Directions for this task:
What you need to do is retype every entry exactly as written.

****************

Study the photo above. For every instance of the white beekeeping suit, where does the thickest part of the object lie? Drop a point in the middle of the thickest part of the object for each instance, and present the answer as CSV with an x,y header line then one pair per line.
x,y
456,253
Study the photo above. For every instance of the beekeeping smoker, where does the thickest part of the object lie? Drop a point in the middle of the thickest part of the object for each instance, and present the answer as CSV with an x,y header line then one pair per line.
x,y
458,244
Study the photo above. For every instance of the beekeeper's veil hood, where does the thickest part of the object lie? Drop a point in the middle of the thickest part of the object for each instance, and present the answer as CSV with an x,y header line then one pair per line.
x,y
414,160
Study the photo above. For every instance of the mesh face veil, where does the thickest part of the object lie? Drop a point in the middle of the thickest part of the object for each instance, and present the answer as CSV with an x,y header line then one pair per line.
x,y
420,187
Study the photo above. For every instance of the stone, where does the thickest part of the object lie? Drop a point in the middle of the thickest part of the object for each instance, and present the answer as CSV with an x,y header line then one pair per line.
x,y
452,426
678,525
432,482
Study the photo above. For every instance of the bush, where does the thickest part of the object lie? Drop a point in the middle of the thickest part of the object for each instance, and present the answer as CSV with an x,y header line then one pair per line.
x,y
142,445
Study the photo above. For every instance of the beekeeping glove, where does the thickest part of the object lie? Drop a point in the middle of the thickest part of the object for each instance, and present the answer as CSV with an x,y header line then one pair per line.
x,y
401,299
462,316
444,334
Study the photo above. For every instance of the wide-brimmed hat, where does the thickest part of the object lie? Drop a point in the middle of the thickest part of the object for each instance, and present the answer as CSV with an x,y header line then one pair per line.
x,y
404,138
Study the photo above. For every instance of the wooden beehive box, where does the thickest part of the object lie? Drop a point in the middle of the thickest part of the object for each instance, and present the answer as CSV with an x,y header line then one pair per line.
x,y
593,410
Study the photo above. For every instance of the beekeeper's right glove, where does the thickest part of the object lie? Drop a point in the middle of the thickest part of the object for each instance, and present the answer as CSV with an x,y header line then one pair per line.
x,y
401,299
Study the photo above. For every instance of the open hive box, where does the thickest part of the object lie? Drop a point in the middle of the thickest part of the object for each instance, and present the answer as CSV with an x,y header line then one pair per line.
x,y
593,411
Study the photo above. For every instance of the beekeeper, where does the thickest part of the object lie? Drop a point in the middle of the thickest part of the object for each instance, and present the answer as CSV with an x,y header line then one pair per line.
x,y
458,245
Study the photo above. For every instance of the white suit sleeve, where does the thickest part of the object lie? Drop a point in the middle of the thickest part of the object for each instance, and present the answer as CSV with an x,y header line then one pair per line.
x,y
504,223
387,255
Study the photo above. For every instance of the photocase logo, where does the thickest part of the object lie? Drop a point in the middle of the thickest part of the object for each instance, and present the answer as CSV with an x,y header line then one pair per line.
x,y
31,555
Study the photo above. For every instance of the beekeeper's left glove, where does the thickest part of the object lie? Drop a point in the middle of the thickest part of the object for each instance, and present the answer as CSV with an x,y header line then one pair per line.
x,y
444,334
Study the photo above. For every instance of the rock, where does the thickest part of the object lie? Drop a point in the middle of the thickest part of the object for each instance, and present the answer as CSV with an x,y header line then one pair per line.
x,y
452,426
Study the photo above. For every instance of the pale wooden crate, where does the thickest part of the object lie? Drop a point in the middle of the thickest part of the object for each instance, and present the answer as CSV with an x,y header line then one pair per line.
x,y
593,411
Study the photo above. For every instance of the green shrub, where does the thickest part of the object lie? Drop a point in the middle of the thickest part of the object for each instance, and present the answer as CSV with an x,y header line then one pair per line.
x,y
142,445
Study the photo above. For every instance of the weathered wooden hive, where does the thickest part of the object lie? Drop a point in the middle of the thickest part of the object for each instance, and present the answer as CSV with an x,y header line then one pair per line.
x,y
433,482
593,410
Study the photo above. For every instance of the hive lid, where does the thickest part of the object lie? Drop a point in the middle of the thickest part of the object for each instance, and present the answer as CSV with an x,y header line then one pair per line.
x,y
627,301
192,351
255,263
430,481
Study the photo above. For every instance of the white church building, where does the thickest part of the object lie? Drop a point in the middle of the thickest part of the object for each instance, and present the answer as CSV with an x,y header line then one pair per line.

****************

Exercise result:
Study the photo above. For every instance of the white beekeeping suit, where does the thickest part of the object lie? Drop a point in the middle of the thickest part of the object for each instance, and present the answer as CSV with an x,y header line then one pair per line.
x,y
456,253
Study the photo above. For every instance of the beekeeping smoker, where does the thickest part of the object lie? Drop a point in the middle of the thickest part of the object for each instance, and present the answer as CSV with an x,y header line then one pair per line.
x,y
458,244
Study the photo above. For every instance of the beekeeper's veil hood, where does the thickest part of the object lie? Drop a point in the middle of the thickest part of the object for each instance, and present the answer as CSV with an x,y header line then one pair per line.
x,y
414,160
Study the photo above. For every instance of the mesh face veil, where does the thickest part of the object lie? Drop a point in the middle of the thickest part of the object for each instance, and present the answer as CSV with an x,y header line then one pair per line.
x,y
420,187
Study the photo above. For every instance of the stone, where does the thickest part of the object lie? Drop a point in the middle of the thickest part of the object for each instance, and present the answer as CSV with an x,y header line then one pair per line.
x,y
452,426
678,525
432,482
Study the photo above. For every instance of the bush, where does the thickest part of the object lie? Drop a point in the middle of the thickest part of the object for each instance, and present the answer as CSV with an x,y header line then one pair per line.
x,y
142,445
Study the photo above. For every instance of the beekeeping glove, where does the thickest part of the object lie? Drop a point in the middle of the thickest part of the object for each instance, and present the answer as CSV with an x,y header line then one pair per line.
x,y
401,299
462,316
444,334
Study the photo above. For every instance of the wide-brimmed hat, where does the thickest part of the object lie? Drop a point in the middle of the thickest part of the object for each instance, and present the answer as CSV with an x,y header line then one pair per line.
x,y
404,138
Study the photo above. For every instance of the wooden beehive box, where does the thickest part of the object lie? Drop a point in the middle of the thickest part of the object for each instance, and present the answer as CSV with an x,y header line then one pair per line.
x,y
593,410
Study the photo above. For every instance of the beekeeper's right glove, where does the thickest part of the object lie? Drop a point in the middle of the thickest part of the object for each instance, and present the answer as CSV with an x,y header line then one pair per line.
x,y
401,299
Study the photo above. For every instance of the open hive box, where does the thickest part of the object lie? Drop a point in the middle of the thickest part of the object for each instance, and present the answer as CSV with an x,y header line then one pair per line.
x,y
593,411
Study the photo above. For every instance of the beekeeper, where does the thickest part of the object lie? Drop a point in the middle of the thickest part of the object for each instance, and present the answer as CSV with an x,y header line then one pair per line.
x,y
458,245
Study the photo above. For every instance of the white suit sleeve, where does the thickest part of the object lie? Drop a point in the middle of the thickest part of the object for each instance, and present the answer as CSV with an x,y header line then one pair per line.
x,y
504,223
387,255
Study the photo above. For every instance of the photocase logo, where does the thickest part of the object lie? Drop a point in the middle of the thickest part of the object for each instance, and present the answer as CSV with an x,y header line then one pair per line.
x,y
31,555
Study the photo above. For every instance of the beekeeper's left glove, where does the thickest part of the object lie? Drop a point in the middle of the thickest part of the object for each instance, and present the answer as CSV with an x,y header line then one pair per line.
x,y
444,334
Study the photo above. For every instance of the rock, where does the thickest part of the object lie? Drop a point in the middle of the thickest part of the object for each instance, and present the answer as CSV with an x,y header line then one pair per line.
x,y
452,426
Study the photo above. For every instance of the pale wooden crate, where does the thickest part of the object lie? Drop a point in the middle of the thickest part of the object for each instance, and present the answer as CSV with an x,y header line then one pair per line.
x,y
593,411
Study the photo above. For every instance of the green shrub, where does the thickest part of the object lie? Drop a point in the middle of the thickest part of the object for each instance, and present the answer as CSV with an x,y header line then one pair per line.
x,y
142,445
Study the photo above. For every instance of the weathered wooden hive, where does the thickest part of the object lie? Drop a point in the middle of the thickest part of the object for each instance, and present the answer as CSV with an x,y header line then one pair per line.
x,y
433,482
593,410
Study the photo above. For every instance of the hive lid, where does the thickest part of the object lie? Drop a point in the middle of the thickest part of the object for each instance, and present the answer as CSV with an x,y header line then one pair per line.
x,y
627,301
192,351
255,263
430,481
Study the photo above. For every instance of the white church building, where does the thickest part of the object lie? Drop a point in the middle of the thickest part of the object for each instance, and present the answer as CSV with an x,y header line then one pair per line.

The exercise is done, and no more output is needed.